[SELECTED PASSAGE]

George Andrews is the patriarch of a highly creative family of artists and writers, a family richly blessed with talent and deeply rooted in the soil of rural Georgia. By choice, the former sharecropper, father of ten, and lifelong artist never traveled outside Georgia's boundaries.

When his family moved from rural Plainview, Georgia to Atlanta in the 1950's, George relocated to Madison and became a sign painter for the City of Madison, where he spent the rest of his life. His passion for painting was evidenced in the brightly colored dot-filled rocks that soon began showing up around town. Adorning rocks, furniture, women's shoes and "anything that did not move," with bold, colorful dots, he became known as "The Dot Man".

George often chided his famous son, renowned artist Benny Andrews, for attending art schools to learn to paint. "I'm a natural," he boasted. In 1989, when George Andrews was 78, Benny Andrews urged his father to paint family portraits including one of the family tree, a blend of African-American, Caucasian, Irish and Native-American heritage. As his popularity grew, the elder Andrews realized he needed to consider the permanence of his work and turned to painting on canvas. Religion, dreams, and racial heritage were consistent sources for his imagery. Andrews also incorporated social messages aimed at an urban generation attracted to violence and drugs.

George Andrews reached a milestone at age 84 with his first solo museum retrospective - The Dot Man: George Andrews of Madison, Georgia organized by the Morris Museum of Art in Augusta.

"Dad was a very complex container of much more than the casual observer sees or hears. The survivor of an almost unbelievable past, he became one of the most tenacious and imaginative persons I've ever known. Ideas just bubbled out of his head like lava. . . he was the personification of the mythical artist/poet who sees beauty through every pore, who is driven to create regardless of the circumstances."

[TASK GOAL]
According to the George Andrews profile, what nickname did he earn for decorating objects with bold, colorful dots? The entries come from a separate source.

Entries excerpted from a collection
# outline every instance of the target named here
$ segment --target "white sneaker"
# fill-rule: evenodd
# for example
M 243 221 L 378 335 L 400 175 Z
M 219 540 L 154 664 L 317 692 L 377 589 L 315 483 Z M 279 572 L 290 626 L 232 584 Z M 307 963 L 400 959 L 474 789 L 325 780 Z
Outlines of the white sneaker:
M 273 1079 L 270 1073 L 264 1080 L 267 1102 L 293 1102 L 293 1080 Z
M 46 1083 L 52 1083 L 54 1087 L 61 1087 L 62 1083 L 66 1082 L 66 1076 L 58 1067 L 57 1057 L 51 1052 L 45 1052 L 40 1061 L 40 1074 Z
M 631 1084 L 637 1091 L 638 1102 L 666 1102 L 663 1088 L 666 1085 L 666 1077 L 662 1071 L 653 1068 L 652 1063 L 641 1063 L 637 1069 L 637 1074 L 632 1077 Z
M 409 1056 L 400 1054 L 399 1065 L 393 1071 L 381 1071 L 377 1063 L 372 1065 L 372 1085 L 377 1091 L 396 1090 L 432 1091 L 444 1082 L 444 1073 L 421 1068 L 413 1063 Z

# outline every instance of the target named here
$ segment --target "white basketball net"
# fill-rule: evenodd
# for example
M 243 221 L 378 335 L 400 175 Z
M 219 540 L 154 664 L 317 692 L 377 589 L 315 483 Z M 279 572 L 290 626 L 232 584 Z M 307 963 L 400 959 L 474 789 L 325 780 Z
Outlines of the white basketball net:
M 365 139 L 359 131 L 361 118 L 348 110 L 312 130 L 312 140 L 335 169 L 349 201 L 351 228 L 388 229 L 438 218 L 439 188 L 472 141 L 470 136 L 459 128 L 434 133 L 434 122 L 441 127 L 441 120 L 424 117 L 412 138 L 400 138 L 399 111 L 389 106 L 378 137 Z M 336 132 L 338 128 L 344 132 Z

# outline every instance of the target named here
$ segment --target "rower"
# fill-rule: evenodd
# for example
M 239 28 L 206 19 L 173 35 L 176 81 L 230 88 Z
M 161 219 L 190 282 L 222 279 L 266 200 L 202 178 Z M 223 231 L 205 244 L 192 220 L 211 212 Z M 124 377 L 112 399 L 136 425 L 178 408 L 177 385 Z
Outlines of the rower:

[EXPECTED ANSWER]
"The Dot Man"